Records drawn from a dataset
== == ==

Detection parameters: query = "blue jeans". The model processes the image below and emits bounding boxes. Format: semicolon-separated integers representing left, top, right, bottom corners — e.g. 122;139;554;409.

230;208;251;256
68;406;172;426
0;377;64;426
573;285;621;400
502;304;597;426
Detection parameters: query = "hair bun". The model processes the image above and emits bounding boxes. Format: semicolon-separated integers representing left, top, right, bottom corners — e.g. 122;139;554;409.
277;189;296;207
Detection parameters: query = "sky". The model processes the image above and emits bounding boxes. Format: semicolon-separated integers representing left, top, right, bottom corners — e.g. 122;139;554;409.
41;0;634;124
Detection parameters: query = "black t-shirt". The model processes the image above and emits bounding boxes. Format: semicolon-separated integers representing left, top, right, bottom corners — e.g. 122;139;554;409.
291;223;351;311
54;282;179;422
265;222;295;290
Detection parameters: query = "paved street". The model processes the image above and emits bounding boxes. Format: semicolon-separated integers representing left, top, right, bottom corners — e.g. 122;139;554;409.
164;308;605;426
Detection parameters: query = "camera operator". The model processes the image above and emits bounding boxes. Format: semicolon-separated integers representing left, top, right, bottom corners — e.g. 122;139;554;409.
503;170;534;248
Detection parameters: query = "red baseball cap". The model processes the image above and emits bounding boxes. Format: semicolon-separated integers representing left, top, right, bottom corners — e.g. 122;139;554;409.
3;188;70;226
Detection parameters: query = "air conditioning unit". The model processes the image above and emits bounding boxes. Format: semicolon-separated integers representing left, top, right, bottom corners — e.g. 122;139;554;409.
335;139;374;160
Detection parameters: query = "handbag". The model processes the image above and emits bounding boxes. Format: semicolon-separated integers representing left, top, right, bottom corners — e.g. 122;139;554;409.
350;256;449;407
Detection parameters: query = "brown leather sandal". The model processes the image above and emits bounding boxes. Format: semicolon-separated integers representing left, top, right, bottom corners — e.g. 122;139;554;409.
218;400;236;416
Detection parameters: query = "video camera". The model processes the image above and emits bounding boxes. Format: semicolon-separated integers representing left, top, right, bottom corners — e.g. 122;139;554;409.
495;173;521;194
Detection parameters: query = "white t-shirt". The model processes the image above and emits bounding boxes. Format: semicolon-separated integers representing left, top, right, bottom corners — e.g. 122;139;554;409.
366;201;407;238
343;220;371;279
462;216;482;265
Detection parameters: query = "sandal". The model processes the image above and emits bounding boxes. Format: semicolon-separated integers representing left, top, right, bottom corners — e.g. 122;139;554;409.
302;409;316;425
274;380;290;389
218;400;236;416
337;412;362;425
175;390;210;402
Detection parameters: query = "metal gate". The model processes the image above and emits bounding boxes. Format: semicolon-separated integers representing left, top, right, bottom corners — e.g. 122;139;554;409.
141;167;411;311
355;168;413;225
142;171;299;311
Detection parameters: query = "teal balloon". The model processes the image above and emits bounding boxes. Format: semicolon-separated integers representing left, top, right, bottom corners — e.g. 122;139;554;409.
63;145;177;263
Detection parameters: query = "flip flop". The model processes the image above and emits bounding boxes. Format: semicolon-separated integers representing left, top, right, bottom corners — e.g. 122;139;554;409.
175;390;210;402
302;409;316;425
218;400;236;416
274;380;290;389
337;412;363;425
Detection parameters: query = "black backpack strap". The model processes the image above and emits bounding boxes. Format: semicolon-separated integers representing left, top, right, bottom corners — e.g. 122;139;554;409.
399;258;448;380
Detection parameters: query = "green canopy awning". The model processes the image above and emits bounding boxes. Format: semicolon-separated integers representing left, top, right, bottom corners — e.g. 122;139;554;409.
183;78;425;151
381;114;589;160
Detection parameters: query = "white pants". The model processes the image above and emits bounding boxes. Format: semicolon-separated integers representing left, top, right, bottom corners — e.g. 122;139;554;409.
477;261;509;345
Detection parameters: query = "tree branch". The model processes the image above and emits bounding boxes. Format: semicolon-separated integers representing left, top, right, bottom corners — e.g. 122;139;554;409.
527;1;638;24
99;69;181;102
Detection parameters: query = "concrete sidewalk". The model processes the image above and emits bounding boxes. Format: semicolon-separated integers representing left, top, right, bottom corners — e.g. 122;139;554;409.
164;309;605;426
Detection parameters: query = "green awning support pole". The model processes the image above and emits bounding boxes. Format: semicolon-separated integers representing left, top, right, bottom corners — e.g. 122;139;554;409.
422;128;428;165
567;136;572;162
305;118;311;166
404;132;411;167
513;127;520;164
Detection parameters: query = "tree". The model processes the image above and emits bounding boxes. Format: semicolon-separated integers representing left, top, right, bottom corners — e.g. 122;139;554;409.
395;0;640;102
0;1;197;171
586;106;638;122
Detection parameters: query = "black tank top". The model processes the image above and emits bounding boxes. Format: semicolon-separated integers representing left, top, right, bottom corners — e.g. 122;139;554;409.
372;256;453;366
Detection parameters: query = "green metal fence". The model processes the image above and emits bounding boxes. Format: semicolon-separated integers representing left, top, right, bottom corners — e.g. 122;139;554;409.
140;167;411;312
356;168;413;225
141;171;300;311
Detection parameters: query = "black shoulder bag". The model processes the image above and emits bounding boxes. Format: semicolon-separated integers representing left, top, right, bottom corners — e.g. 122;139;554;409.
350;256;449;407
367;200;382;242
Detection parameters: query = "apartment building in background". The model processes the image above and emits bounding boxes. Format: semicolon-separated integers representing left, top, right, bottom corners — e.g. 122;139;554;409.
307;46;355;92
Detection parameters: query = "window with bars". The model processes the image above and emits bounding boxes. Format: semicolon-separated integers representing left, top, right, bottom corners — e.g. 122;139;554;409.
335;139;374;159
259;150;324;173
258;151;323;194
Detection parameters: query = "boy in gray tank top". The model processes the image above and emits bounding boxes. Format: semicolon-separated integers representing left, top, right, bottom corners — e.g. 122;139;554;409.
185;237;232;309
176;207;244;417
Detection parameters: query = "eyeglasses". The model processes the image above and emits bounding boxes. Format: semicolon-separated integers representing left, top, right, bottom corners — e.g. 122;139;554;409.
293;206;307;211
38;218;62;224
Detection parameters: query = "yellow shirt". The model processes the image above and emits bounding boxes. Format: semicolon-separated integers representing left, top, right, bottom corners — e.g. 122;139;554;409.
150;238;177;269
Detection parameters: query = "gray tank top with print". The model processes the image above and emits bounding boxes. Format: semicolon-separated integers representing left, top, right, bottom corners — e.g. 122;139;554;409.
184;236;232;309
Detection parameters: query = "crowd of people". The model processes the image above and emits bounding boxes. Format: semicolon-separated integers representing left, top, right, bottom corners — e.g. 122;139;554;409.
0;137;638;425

== == ==

** Exercise aim **
Repeat the data exactly, with every line included.

** Solved problem **
Detection parameters: query = "blue jeans". The model processes the image below and emits bounding boxes. Format: semicolon-separated integers representing left, top, right, bottom corners — e.g. 122;139;554;409.

230;208;251;256
68;406;172;426
0;377;64;426
573;285;621;400
502;304;597;426
Detection parameters: query = "hair bun". The model processes the image above and emits bounding boxes. Format: semicolon-separated integers representing left, top, right, bottom corners — e.g. 122;139;554;409.
277;189;296;207
Detection parameters: query = "sky". The model processes the image above and emits bounding boxes. Format: semicolon-separated integers representing left, top, right, bottom corners — e.g. 122;139;554;409.
41;0;634;124
Detection parameters: query = "black t-shirt". The model processes the image above and emits bounding boxes. Format: semicolon-separated integers representing left, top, right, bottom corners — e.g. 122;139;554;409.
291;223;351;311
54;282;179;422
265;222;295;290
Detection parameters: query = "paved street". The model processes the image above and emits bounding boxes. Format: semicolon-separated integers representing left, top, right, bottom corners — e.g. 122;139;554;409.
164;308;605;426
Detection parameters: query = "camera operator". The model processes the image above and emits bounding boxes. Format: semicolon-separated integers representing left, top, right, bottom corners — e.g. 122;139;554;409.
503;170;534;248
Detection parameters: query = "red baseball cap". The model processes the image above and emits bounding boxes. Format: semicolon-separated integers representing left, top, right, bottom corners — e.g. 122;139;554;409.
3;188;70;226
Detection parameters: query = "air conditioning unit". The model processes the image above and emits bounding boxes. Format: semicolon-separated integers representing left, top, right, bottom corners — e.g. 122;139;554;409.
335;139;374;160
Detection parameters: query = "handbag". The model processes the image above and emits bounding boxes. Format: semicolon-separated integers representing left, top, right, bottom corners — e.g. 122;139;554;409.
350;256;449;407
Detection parameters: query = "brown leather sandal". The model processes the image above and emits bounding boxes. Format: semicolon-separated integers representing left, top, right, bottom corners — e.g. 122;139;554;409.
218;400;236;416
Detection parameters: query = "video camera". The model processes the image above and emits bounding boxes. Format: semicolon-separated integers representing left, top, right, bottom corners — e.g. 122;139;554;409.
495;173;521;194
Detection parameters: query = "white t-shirt". The model processes the image above and emits bounding boxes. Format: semicolon-separated integers representing left, top, right, bottom corners — e.g. 122;139;554;409.
366;201;407;238
343;220;371;279
462;216;482;265
Detection parameters: query = "sandal". The model processes the image above and emits bounding boxes. Format: semicolon-separated integers representing left, top, right, bottom corners — e.g. 122;139;554;409.
302;409;316;425
274;380;290;389
218;400;236;416
337;412;362;425
175;390;210;402
Detection parameters: query = "metal gate". The model processes the image above and emits bounding boxes. Format: semicolon-separated integers representing left, top, right, bottom corners — e.g. 122;139;554;409.
141;167;411;311
355;168;413;225
142;171;299;311
Detection parameters: query = "teal balloon". The model processes the image above and emits bounding boxes. Format: semicolon-separated integers representing left, top, right, bottom corners — e.g. 122;139;554;409.
63;145;177;263
Detection parameters: query = "flip flop". The model processes the image above and emits bounding boxes. Format: semicolon-separated integers representing left, top, right, bottom corners — e.g. 122;139;554;409.
175;390;210;402
302;409;316;425
218;400;236;416
274;380;290;389
337;412;363;425
Detection parameters: query = "black backpack strap". The model processes the image above and emits bounding boxes. Format: semicolon-separated integers representing left, top, right, bottom corners — e.g. 122;139;554;409.
399;258;448;380
Detection parameters: query = "green canopy awning". The model processes the image above and emits bounding boxes. Format: semicolon-separated integers representing left, top, right, bottom corners — e.g. 122;139;554;409.
183;78;425;151
381;114;589;160
Detection parameters: query = "white pants". The model processes the image above and emits bounding boxes. Format: semicolon-separated integers representing left, top, right, bottom corners — e.g. 122;139;554;409.
477;261;509;345
Detection parameters: query = "tree branch". The model processes the image above and emits bounding boxes. Format: semicolon-separated integers representing left, top, right, bottom corners — e.g. 122;139;554;409.
527;1;638;24
99;69;181;102
Detection parameters: query = "concrete sidewalk". The model processes the image above and emits bounding boxes. Format: semicolon-separated integers representing left, top, right, bottom corners — e.g. 122;139;554;409.
164;309;605;426
Detection parameters: query = "green awning support pole". The model processes the image above and emits bounding boxes. Format: semicolon-separated integers representing left, top, right, bottom corners — e.g. 122;139;554;409.
422;128;428;165
567;136;572;162
305;118;311;166
404;132;411;167
513;127;520;164
Detection parameters: query = "tree". The model processes the image above and emits bounding boxes. Format: semicolon-separated integers representing left, top, right, bottom corners — e.g. 122;139;554;409.
395;0;640;102
0;1;197;171
586;106;638;122
Detection parameters: query = "black tank top". The model processes the image above and emits bounding boxes. Format: semicolon-separated integers representing left, top, right, bottom corners — e.g. 122;139;554;409.
372;256;453;366
Detection parameters: query = "green metal fence". The model processes the image above and emits bounding boxes. Format: semicolon-separated integers representing left, top, right, bottom corners — e.g. 122;139;554;409.
140;167;411;312
356;168;413;225
141;171;300;311
Detection parameters: query = "black shoulder bag". The model processes the image above and emits bounding boxes. Format: semicolon-separated integers representing left, top, right, bottom corners — e.g. 122;139;554;409.
350;256;449;407
367;200;382;242
Detection parameters: query = "apartment building in background". The model processes the image above and emits bounding boxes. Format: semicolon-separated integers representing left, top, right, bottom corners — e.g. 122;139;554;409.
307;46;355;92
Detection parameters: query = "window with bars". The model processes the image above and emits bounding boxes. Format: semicolon-separated integers representing left, top, right, bottom corners — e.g. 122;139;554;409.
335;139;374;159
259;150;324;173
258;151;323;194
Detection parameters: query = "boy in gray tank top". The model processes the image above and emits bounding boxes. Format: semicolon-separated integers representing left, top, right, bottom corners — e.g. 122;139;554;409.
185;237;232;309
176;207;244;417
Detection parameters: query = "eyeglasses". The model processes the image above and emits bounding boxes. Format: semicolon-separated integers representing left, top, right, bottom corners — e.g. 122;139;554;409.
293;206;307;211
38;218;62;224
Detection parameters: query = "yellow shirt". The model processes the image above and emits bounding boxes. Format: semicolon-separated integers representing left, top, right, bottom corners — e.g. 122;139;554;409.
150;238;177;269
Detection parameters: query = "gray tank top with print". The model processes the image above and emits bounding boxes. Format: semicolon-separated integers representing left, top, right, bottom corners — e.g. 122;139;554;409.
184;236;232;309
Detection parameters: query = "crowd of people". The model processes the image above and emits bounding boxes. Format: semicolon-separated integers representing left, top, right, bottom corners — e.g. 122;139;554;409.
0;137;638;425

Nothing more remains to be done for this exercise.